#### Фрагмент текста:
┌────────

Только когда вместо латыни им потребовался мадьярский язык, хорватские дворяне начали менять курс и ощущать конфликт между своими национальными и классовыми интересами. Мадьярский национализм толкнул хорватскую шляхту в руки Габсбургов. Кроме того, два других фактора отличали хорватов от венгерских дворян. Во-первых, хорватских магнатов не существовало. Крупнейшие хорватские землевладельцы были венгерскими магнатами, безразличными к хорватским привилегиям, поэтому хорватское дворянство вряд ли могло рискнуть пойти на конфликт с империей. В любом случае второе отличие делало подобный конфликт гораздо менее вероятным. Венгерское шляхетство жило обособленно и отдаленно в своих графствах; немногие из них поступали на королевскую службу; они были склонны считать венгерского короля иностранцем, часто враждебным им. Хорватия никогда не захватывалась турками и как пограничное королевство принимала активное участие в борьбе с ними. Хорватская шляхта имела традицию военной службы и из поколения в поколение поставляла значительную часть полковых офицеров в армию Габсбургов. Она верно служила династии, а венгры лишь заключили с ней расчетливую сделку. Кроме того, хорватская знать была гораздо менее ловкой; в конце концов, полковые офицеры в каждой стране – ограниченные и недальновидные политики. Этих хорватских шляхтичей ждала несчастливая участь – быть обманутыми всеми по очереди: своими венгерскими собратьями-шляхтичами, своим королем и, наконец, даже хорватским народом.
Не только в Хорватии, но и во всей империи революционная ситуация XIX в. вторглась в народную политику, т. е. политику народных «масс». Демократические притязания не являлись чем-то уникальным для Габсбургской монархии; что можно назвать уникальным, так это представление этих требований в национальной форме. Традиционные, или, как их стали называть, «исторические», нации были сословными нациями: венгерская шляхта, немецкие торговцы. Ни те ни другие не ассимилировали народности, от которых венгры получали свою ренту, а немцы – свою прибыль; не существовало австрийской амальгамы, и в результате каждое расширение политического общества увеличивало национальную запутанность империи. Крестьянские массы заявили о своем существовании, что стало важнейшим фактом как в национальной, так и в социальной истории. Такое обобщение упрощает и искажает процесс. В первой фазе, достигшей своего апогея в 1848 г., крестьянские массы почти не шевелились; самое большее, они пустили новые ростки интеллектуальной жизни. Нации, вновь появившиеся на исторической сцене в 1848 г., являлись творениями писателей и существовали еще только в воображении; это были нации, в которых писателей насчитывалось больше, чем читателей. Эти писатели явились результатом аграрной системы, созданной Марией Терезией и Иосифом II: они были сыновьями зажиточных крестьян, австрийской версией сословия, породившего якобинцев во Франции. Якобинцы завершили французское национальное единство, а в Центральной Европе интеллектуалы нарушили целостность империи. Они не относились ни к крупными землевладельцам, ни к торговцам, поэтому не могли стать ни «австрийскими», ни немецкими. Среднее сословие, мелкопоместное дворянство, существовало только в Венгрии; и в Венгрии интеллектуалы, даже словацкие или румынские по происхождению, могли стать «мадьярами», как шляхта. Интеллектуалам повсюду пришлось создать свою собственную национальность, «спящую» национальность своего отца-крестьянина.

└────────

#### Задания:
• A. Согласуются ли с фрагментом текста утверждения (i) «Хорватия была захвачена турками», (ii) «Мелкопоместное дворянство существовало только в Венгрии» и (iii) «Крупнейшие хорватские землевладельцы были хорватскими магнатами»? На каждое ответьте «да» или «нет» и приведите точную цитату из фрагмента, которая это решает.
• B. Перечислите всех, кто, согласно фрагменту текста, по очереди обманул хорватских шляхтичей.

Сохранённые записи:
┌────────

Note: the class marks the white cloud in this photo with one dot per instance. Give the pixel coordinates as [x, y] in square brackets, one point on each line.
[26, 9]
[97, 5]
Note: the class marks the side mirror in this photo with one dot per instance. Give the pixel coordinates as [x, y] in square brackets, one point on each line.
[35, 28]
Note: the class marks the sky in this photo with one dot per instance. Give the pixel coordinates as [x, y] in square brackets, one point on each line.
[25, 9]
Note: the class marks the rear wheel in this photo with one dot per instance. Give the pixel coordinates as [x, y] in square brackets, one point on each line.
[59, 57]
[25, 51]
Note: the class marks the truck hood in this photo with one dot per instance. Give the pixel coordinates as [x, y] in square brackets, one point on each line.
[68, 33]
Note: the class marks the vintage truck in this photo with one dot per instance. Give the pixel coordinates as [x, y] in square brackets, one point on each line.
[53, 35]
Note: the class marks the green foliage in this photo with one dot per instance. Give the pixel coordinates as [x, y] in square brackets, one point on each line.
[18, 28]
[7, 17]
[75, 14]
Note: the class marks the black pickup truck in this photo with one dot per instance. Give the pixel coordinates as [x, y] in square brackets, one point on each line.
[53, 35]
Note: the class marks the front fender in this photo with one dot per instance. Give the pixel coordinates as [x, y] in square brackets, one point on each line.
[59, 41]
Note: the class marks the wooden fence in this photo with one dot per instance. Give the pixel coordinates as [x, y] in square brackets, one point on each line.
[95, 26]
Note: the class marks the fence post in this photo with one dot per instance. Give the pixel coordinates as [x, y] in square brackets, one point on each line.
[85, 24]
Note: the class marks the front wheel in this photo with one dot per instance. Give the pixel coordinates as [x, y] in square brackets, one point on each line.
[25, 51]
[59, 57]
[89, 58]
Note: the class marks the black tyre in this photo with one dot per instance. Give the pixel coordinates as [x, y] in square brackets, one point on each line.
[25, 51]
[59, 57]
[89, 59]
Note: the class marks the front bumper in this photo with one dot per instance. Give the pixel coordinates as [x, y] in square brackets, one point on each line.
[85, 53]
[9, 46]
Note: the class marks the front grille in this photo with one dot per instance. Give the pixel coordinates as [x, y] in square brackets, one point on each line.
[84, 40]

└────────

#### Ответы к заданиям:
• A.
(i) Нет: «Хорватия никогда не захватывалась турками».
(ii) Да: «Среднее сословие, мелкопоместное дворянство, существовало только в Венгрии».
(iii) Нет: «Крупнейшие хорватские землевладельцы были венгерскими магнатами».

• B.
1. Их венгерские собратья-шляхтичи.
2. Их король.
3. Хорватский народ.